Passage given
▽

I was downsized from my job in October 2008 along with a few dozen others at the company. At the time I was let go, I had $35,000 in carefully accrued savings and an IRA with a little more than $8,000 in it. 

It’s gone now, all of it. Two years of food, rent, lights, phone, food, rent, lights phone — and before you know it, you’re taking a can of coins to the supermarket and dumping them into Coinstar, that green, sticky refrigerator-sized machine that spits out a receipt you take to the checkout counter and pay for groceries with. You can get cash, too.

I had, naturally, cut back on all nonessential spending since the layoff. Like a lot of people in the country, I watched in disbelief as the economy fell off a cliff, banged into the side of the mountain, rolled a few times, then burst into flames at the bottom. The earth split open and what was left continued falling to hell, where, as far as I know, it’s still smoldering. When I was laid off, Bernie Madoff was a respected investor living on the Upper East Side. That’s how long ago it was. Nobody knew the storm that was coming.

Today, I live day to day, hour to hour and sometimes minute to minute. I work, seven days a week, at the small freelance jobs I’m happy to take, work that makes it possible to survive another day – and which pays as much as 50 percent less than what I made doing the exact same work five years ago. My life now almost completely revolves around making money, far more than it did when I actually had that nest egg. Sometimes I’m OK with that, and sometimes I really miss it. $35,000 seems like a fortune now. It’s getting harder to remember what it was like to make split-second decisions, like going out to dinner or a movie, going away for the weekend. I can’t even imagine buying a new office chair, far less going to the dentist or the doctor. Did I once actually sign up for boxing lessons? There were so many little things I just took care of and didn’t think about.

Nothing needed to be juggled. No monthly bill needed to be rolled over to the next month so another could be settled. No late fees. No reconnection fees. No bounced check fees. No payment plans arranged. No automated phone calls two and three times a day warning me about service interruptions. Not having money costs money.

And now, here comes Christmas, a time when the world turns into one big carrot dangling in front of your face. On one hand, it’s like another bill I can’t pay. But if I don’t let the sadness and the defeat get to me, I feel a strange detachment from all this consumer frenzy. I feel an odd peace. Perhaps it’s the peace of Christ. Perhaps it’s the peace of denial. But I think it’s something more than that. Here are few reasons why being short on cash at Christmas is a weird gift in itself:

You don’t have to fight store mobs.

The crush of people inside Macy’s, the snaking lines at the mall? Not even on my radar. The only store I go to is the grocery store, and I haven’t bought any clothes in two years, save for some new T-shirts. Mobs freak me out, anyway. If you want real peace on earth, avoid all shopping in December.

Being cash-strapped forces you to be inventive.

I recently attended a reception for a friend who was married last summer and noticed she didn’t have an official photographer. I had brought my camera just in case and, after dinner when people were dancing, I quietly walked around snapping assorted drunken relatives, 95-year-olds and smiling guests at their tables. I had the photos made into an album for less than $10 and sent it to the bride with a congratulatory card. She called and said it was the nicest gift she’d ever gotten in her life.

△

Instructions for the task
Reproduce the passage about living after a layoff word for word, starting with "The crush of" and going on through "to be inventive.".

Data from a point labeling set
▽

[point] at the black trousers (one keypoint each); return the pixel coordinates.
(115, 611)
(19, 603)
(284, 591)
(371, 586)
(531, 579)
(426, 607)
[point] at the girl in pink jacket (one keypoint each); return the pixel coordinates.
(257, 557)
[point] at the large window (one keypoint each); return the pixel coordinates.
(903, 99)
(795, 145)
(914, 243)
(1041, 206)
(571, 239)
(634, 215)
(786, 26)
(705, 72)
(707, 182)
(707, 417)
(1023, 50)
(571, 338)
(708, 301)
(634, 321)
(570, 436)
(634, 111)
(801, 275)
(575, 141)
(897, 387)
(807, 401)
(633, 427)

△

Solution for this exercise
The crush of people inside Macy’s, the snaking lines at the mall? Not even on my radar. The only store I go to is the grocery store, and I haven’t bought any clothes in two years, save for some new T-shirts. Mobs freak me out, anyway. If you want real peace on earth, avoid all shopping in December.

Being cash-strapped forces you to be inventive.